- Source extract
+ + + +
As we pointed out at the time, despite crossing the aisle, the usual senatorial suspects who jumped on the compromise train Senator Cornyn was driving were still dragged by the gun control industry and the media (yes, that’s redundant) despite all of the high-minded bipartisanship that made it happen. That’s because you can never compromise enough for the gun control industry…a lesson Cornyn apparently has never learned.

If the reception Cornyn got back here in Texas after the bill passed wasn’t enough of hint that caving to the gun control crowd was a bad move, maybe the reality of the implementation of the law he so eagerly promoted will get through to him.

One of the many features of the BSCA gun control law is its “under 21 enhanced review process” for firearm purchases (long guns only, as federal law bans handgun sales to them). Here’s how Cornyn’s partner in crime legislation Chris Murphy describes that part of the law . . .
+ + + +
- Data listing
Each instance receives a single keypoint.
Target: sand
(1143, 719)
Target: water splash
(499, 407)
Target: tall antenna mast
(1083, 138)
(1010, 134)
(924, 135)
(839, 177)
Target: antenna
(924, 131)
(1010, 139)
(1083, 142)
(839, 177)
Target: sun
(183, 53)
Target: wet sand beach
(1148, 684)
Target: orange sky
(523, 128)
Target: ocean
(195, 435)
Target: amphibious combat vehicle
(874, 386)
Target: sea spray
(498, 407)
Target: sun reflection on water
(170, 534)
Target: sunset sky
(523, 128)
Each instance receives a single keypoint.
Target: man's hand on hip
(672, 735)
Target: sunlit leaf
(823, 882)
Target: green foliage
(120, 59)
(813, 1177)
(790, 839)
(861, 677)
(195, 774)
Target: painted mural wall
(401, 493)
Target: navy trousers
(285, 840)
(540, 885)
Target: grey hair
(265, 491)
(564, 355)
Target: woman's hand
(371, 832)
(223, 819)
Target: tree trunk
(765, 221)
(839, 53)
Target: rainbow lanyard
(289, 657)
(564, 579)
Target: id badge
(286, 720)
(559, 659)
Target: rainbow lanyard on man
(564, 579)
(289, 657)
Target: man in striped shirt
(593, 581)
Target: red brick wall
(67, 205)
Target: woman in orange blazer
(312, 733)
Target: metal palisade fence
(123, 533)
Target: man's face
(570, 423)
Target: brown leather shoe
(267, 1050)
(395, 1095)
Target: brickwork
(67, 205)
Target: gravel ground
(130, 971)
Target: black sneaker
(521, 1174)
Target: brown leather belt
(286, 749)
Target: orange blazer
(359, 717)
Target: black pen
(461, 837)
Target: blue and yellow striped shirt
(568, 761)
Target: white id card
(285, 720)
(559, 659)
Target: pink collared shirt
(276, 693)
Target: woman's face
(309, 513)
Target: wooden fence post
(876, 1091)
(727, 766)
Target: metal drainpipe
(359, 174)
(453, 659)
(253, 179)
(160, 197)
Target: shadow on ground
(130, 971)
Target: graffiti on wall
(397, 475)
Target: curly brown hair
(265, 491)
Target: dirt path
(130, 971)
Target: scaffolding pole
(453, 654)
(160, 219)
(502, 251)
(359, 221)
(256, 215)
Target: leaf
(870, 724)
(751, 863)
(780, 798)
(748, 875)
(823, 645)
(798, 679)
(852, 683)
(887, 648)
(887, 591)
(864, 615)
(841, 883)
+ + + +
- The problem
According to the passage about Senator Cornyn and the BSCA gun law, why does the "under 21 enhanced review process" apply only to long guns? Answer in one to three sentences.

- Written answer
The process applies only to long guns because federal law already bans handgun sales to buyers under 21. The enhanced review therefore covers only the firearms those buyers can legally purchase.